Image annotation data

[Start]

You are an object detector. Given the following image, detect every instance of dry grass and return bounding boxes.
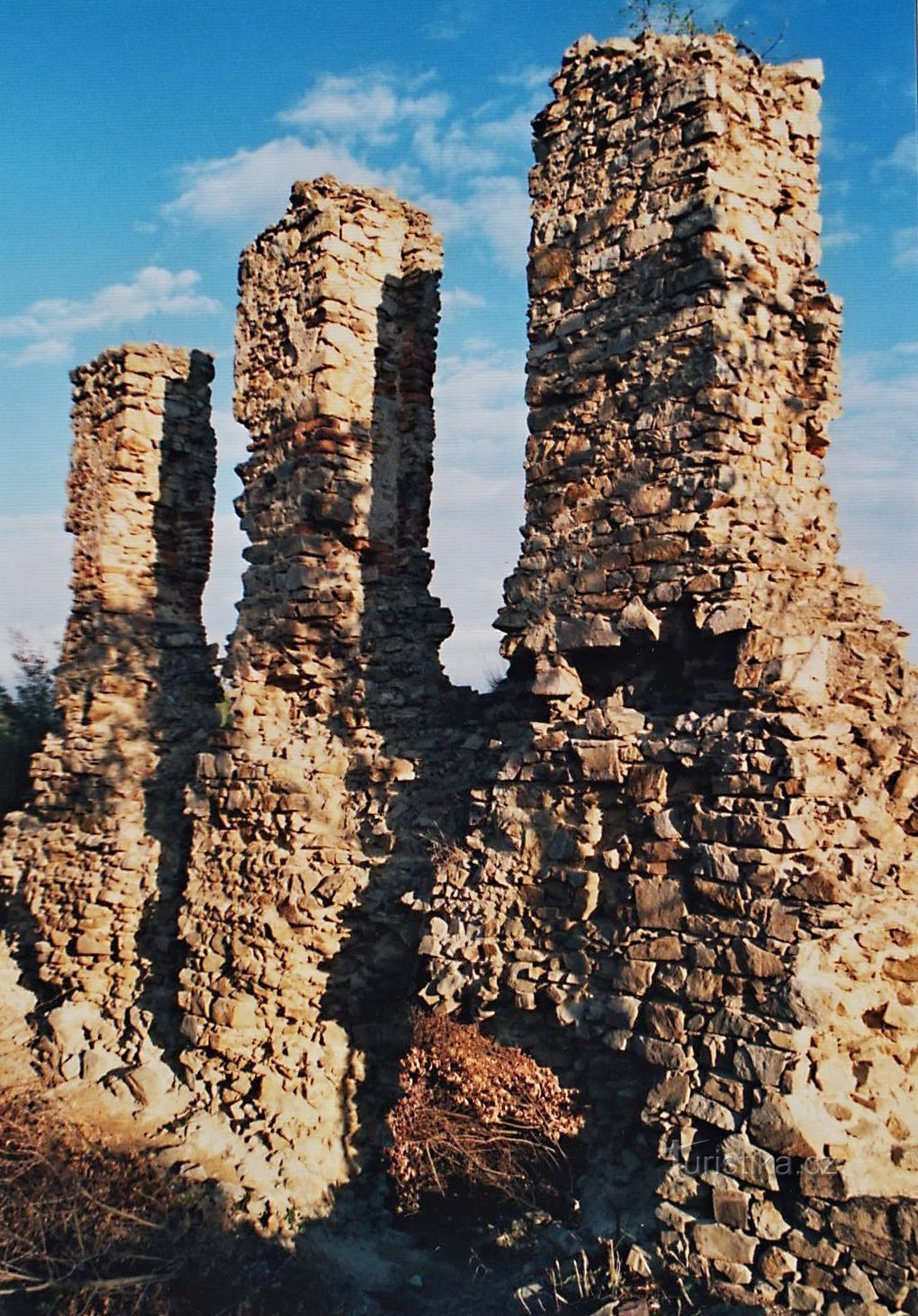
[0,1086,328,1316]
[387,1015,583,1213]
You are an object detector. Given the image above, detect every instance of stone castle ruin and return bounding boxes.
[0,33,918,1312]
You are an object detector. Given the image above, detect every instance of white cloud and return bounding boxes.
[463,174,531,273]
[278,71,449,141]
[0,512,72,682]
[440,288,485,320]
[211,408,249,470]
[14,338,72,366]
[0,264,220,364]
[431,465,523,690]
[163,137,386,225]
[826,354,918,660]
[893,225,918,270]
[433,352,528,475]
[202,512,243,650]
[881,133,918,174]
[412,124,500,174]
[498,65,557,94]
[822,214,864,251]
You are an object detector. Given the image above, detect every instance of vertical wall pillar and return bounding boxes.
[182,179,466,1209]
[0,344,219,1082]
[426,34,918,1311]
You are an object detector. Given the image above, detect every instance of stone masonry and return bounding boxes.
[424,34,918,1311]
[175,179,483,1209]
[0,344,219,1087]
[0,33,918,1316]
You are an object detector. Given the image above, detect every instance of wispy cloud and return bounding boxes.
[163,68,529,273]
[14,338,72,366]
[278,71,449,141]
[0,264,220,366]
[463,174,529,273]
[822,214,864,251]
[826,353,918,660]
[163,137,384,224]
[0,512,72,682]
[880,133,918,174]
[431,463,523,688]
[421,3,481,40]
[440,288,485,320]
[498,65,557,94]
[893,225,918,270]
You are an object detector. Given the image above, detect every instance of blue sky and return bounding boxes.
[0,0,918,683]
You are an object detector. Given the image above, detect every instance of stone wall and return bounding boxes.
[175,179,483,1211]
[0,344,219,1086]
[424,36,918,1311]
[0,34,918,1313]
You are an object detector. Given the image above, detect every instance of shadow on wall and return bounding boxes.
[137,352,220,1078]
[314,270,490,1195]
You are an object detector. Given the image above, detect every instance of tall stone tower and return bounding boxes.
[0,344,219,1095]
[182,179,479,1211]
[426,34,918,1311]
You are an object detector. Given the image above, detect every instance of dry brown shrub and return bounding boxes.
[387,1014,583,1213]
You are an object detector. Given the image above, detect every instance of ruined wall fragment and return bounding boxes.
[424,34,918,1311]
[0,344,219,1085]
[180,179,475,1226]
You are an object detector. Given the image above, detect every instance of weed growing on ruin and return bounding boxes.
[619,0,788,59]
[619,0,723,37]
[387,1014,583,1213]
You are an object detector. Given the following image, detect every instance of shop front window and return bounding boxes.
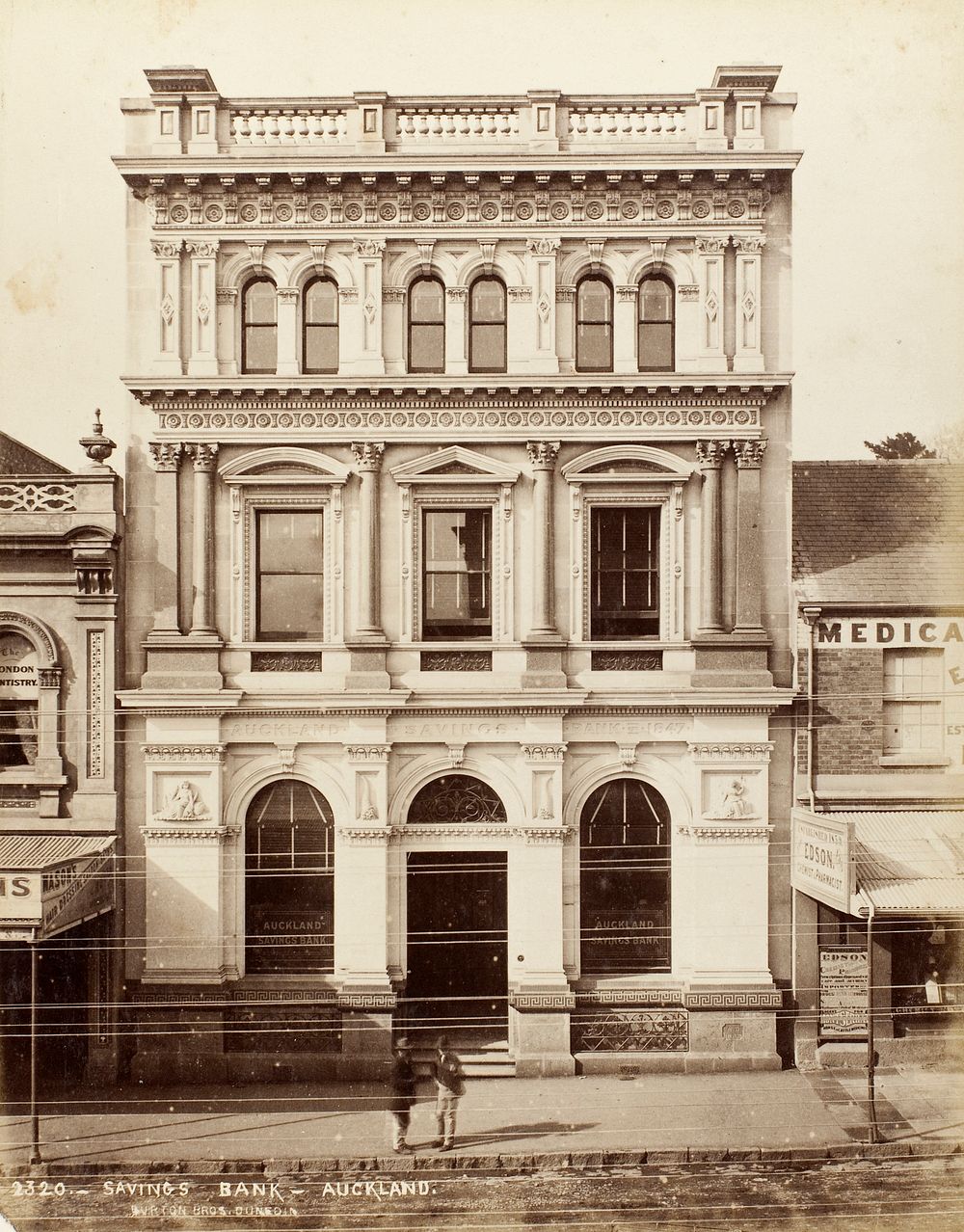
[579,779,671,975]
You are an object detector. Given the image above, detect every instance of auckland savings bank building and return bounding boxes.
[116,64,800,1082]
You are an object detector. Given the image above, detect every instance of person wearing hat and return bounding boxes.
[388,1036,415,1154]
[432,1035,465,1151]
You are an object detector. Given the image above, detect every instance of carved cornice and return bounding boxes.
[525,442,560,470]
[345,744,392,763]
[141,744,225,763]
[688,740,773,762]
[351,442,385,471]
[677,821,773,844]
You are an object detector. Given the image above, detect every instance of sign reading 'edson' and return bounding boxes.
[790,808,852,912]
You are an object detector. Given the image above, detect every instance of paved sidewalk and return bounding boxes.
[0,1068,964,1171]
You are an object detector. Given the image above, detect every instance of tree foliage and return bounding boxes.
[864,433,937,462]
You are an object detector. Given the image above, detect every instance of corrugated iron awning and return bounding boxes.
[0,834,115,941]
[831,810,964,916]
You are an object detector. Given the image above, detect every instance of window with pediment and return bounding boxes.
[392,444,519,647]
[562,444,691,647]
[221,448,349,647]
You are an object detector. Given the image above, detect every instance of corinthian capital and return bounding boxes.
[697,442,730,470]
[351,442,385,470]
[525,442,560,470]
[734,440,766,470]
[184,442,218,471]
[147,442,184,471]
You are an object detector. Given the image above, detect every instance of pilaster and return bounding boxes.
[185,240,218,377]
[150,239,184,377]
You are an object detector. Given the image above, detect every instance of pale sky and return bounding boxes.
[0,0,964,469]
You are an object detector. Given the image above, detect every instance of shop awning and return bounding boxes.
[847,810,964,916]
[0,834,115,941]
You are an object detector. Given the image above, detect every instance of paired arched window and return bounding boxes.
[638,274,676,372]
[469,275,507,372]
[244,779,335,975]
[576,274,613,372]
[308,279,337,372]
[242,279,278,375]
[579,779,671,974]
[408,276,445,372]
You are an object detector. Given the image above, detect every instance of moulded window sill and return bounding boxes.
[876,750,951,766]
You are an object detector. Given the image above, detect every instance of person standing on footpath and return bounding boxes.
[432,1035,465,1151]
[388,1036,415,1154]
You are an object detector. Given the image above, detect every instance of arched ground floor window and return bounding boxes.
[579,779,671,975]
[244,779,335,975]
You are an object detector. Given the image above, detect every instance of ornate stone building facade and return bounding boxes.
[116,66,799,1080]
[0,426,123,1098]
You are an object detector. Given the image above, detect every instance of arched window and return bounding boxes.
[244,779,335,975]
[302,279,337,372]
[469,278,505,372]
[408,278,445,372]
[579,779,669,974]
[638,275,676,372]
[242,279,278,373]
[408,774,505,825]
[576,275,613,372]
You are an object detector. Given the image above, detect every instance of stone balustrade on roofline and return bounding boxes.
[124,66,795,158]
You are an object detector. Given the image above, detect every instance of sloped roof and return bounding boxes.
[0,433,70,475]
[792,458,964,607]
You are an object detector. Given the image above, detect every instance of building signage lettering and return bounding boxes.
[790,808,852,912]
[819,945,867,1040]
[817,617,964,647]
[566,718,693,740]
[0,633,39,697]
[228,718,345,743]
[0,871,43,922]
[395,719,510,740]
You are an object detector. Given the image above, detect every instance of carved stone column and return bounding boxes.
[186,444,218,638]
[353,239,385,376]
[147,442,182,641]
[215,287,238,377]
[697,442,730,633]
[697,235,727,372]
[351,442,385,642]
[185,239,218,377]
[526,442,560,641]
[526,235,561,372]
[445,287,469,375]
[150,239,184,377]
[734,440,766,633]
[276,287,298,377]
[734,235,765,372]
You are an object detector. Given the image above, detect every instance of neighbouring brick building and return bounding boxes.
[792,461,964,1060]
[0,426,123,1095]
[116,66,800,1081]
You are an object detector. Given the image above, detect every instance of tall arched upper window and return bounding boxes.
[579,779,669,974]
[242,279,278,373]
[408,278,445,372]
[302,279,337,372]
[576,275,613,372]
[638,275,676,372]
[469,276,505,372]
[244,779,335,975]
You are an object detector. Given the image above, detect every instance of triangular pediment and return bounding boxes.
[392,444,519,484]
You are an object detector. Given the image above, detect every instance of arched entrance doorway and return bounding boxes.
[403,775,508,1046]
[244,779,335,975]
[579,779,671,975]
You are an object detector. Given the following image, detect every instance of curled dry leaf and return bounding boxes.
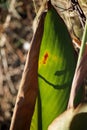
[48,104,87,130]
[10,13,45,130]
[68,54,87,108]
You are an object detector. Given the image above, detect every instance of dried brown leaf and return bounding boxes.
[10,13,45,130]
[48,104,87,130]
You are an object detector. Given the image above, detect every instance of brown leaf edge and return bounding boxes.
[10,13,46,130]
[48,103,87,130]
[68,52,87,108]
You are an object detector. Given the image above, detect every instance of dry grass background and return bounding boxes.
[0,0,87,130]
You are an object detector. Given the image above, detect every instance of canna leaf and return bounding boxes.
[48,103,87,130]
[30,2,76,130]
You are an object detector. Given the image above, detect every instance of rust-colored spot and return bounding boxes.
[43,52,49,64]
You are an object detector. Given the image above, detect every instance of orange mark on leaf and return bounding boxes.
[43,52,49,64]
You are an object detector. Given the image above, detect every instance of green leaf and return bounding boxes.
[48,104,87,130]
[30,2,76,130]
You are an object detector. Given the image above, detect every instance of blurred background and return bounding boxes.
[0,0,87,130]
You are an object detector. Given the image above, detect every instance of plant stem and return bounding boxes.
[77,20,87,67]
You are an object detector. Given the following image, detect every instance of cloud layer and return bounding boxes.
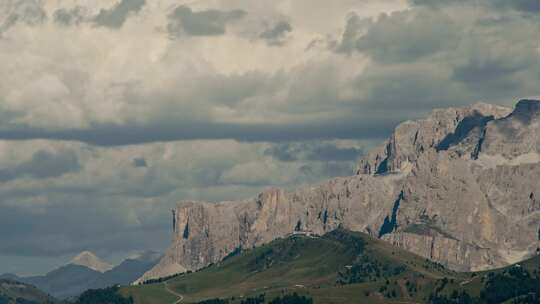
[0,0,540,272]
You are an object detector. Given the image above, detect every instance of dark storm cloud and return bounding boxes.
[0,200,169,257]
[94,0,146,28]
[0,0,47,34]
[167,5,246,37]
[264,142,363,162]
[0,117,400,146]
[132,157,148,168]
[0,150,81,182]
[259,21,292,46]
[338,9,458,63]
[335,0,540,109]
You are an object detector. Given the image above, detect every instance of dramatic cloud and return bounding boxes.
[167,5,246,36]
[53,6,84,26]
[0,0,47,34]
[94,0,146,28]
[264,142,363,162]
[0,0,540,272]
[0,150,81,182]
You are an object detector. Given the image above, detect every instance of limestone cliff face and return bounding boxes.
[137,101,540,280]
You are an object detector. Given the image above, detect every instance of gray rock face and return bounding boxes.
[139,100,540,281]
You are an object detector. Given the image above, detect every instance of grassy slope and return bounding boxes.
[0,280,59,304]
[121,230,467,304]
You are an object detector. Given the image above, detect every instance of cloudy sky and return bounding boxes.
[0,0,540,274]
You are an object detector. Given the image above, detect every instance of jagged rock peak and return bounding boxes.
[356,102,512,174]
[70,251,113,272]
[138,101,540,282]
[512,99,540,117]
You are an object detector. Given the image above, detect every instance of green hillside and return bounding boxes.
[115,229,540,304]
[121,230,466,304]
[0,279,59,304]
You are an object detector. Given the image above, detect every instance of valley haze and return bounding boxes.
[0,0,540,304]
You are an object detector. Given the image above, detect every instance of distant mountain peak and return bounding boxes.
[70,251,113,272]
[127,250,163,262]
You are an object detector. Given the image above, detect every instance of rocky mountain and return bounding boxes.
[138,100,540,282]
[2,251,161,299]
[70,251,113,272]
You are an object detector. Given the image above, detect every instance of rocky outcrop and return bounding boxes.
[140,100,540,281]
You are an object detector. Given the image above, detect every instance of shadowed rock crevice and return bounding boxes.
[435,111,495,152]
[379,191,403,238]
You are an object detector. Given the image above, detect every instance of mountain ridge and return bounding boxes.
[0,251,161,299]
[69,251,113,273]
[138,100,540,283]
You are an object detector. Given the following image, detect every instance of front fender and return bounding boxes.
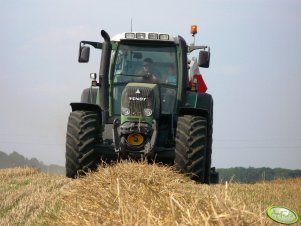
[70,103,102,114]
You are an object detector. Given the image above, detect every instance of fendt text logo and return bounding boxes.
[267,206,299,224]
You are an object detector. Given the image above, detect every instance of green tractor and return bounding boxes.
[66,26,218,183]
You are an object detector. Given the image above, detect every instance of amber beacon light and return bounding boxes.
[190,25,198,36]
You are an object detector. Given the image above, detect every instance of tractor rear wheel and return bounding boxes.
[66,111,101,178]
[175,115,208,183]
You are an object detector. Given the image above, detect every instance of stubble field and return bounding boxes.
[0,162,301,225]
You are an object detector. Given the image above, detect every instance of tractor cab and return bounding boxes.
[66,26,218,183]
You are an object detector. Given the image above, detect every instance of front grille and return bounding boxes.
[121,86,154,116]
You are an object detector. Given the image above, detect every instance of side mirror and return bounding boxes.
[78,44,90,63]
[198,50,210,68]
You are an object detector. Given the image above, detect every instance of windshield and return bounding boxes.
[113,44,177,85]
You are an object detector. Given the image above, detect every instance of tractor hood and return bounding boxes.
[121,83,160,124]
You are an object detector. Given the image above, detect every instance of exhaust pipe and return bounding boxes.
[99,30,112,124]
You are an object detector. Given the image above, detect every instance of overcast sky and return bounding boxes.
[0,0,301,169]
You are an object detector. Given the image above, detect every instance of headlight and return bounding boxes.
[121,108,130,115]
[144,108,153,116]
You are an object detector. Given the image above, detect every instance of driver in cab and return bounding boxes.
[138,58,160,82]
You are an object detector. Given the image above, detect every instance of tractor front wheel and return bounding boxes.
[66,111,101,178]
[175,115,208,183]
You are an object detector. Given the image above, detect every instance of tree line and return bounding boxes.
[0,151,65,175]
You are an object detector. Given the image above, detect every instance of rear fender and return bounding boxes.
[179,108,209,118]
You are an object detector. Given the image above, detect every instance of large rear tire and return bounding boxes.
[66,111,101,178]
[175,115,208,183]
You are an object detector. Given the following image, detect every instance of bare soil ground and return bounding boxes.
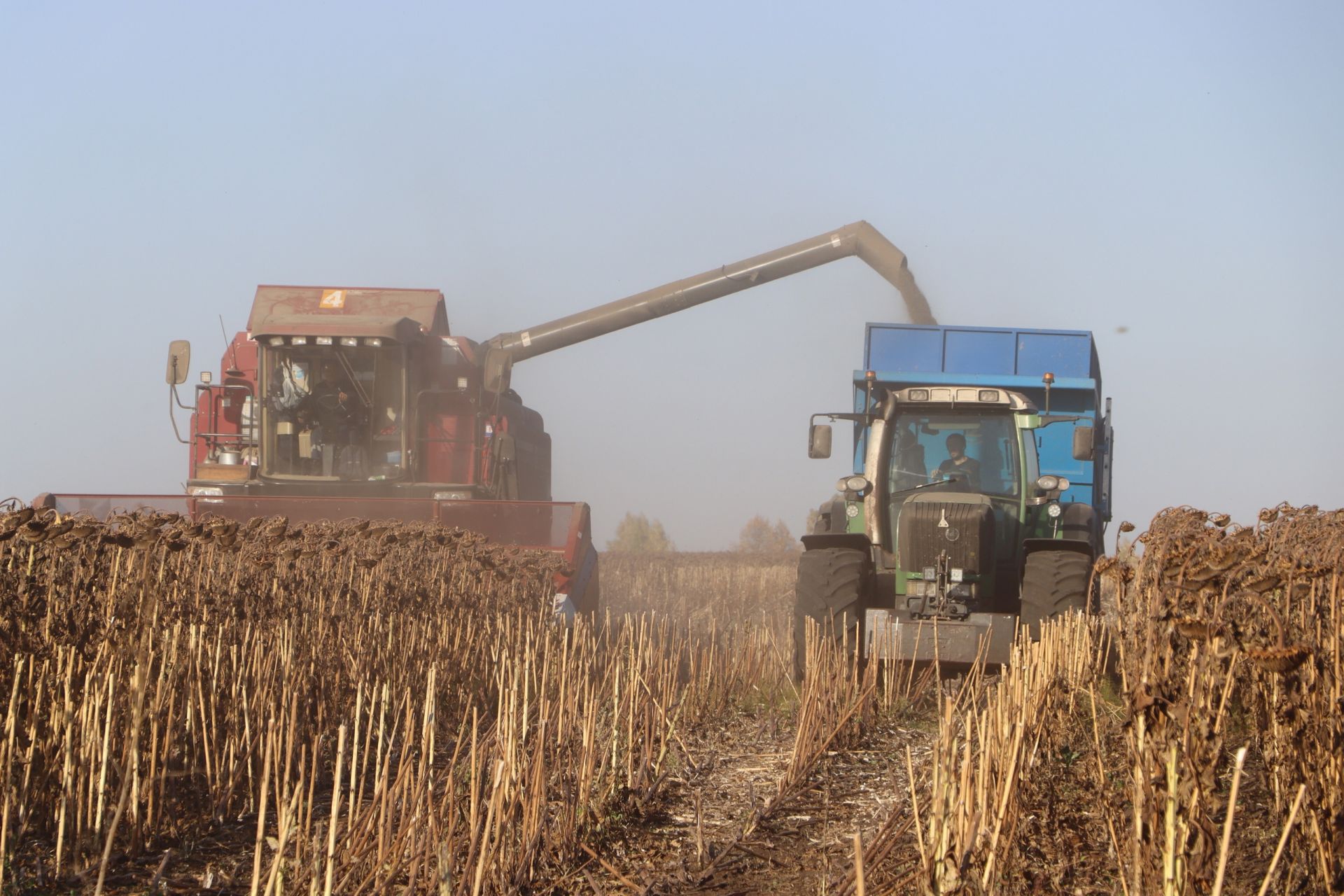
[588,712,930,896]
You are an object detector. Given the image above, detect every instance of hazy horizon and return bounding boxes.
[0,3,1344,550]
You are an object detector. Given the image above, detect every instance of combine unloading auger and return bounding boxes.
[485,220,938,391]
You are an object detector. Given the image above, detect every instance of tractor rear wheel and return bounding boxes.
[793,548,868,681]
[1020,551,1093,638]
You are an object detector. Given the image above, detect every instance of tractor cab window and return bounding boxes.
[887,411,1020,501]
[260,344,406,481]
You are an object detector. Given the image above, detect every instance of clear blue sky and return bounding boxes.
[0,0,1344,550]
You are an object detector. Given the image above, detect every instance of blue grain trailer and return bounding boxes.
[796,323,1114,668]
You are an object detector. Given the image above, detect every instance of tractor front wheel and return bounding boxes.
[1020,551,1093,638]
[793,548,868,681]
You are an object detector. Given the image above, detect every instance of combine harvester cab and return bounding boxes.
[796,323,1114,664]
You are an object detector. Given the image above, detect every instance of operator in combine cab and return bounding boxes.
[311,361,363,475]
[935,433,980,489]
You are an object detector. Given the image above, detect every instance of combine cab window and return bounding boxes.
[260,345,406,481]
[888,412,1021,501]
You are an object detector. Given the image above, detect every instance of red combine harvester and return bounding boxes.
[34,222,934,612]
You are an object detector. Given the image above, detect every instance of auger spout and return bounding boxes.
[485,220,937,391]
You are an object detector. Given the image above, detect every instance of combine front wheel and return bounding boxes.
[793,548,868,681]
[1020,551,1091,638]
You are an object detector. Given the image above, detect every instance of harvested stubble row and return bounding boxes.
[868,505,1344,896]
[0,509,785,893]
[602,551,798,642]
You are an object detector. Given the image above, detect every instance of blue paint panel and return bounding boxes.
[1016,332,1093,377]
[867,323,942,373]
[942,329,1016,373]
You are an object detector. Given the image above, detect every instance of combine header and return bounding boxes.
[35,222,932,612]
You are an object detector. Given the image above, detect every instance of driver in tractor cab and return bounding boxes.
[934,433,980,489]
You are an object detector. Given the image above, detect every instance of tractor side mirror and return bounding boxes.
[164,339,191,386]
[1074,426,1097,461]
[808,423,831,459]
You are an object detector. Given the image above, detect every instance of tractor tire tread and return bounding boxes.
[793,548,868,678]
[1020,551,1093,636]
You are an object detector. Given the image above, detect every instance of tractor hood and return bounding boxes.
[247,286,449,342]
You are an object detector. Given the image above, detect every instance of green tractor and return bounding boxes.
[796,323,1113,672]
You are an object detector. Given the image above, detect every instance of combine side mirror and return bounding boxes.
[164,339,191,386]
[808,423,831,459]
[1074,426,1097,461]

[End]

**GIVEN EXERCISE**
Output the rows from the line containing "headlight and return bounding boxes." through the line containing "[138,58,160,82]" as a two-column CSV with the columns text and answer, giving one CSV line per row. Put each field in quotation marks and replace any line breaks with spaces.

**TASK SOLUTION**
text,answer
"You are an object detector. Given the image above, detect every instance of headlight and return bounding boxes.","[121,108,130,115] [144,108,153,116]"
"You are an object detector. Given the image above, detect every instance of driver in cab and return bounding boxes.","[138,58,160,82]"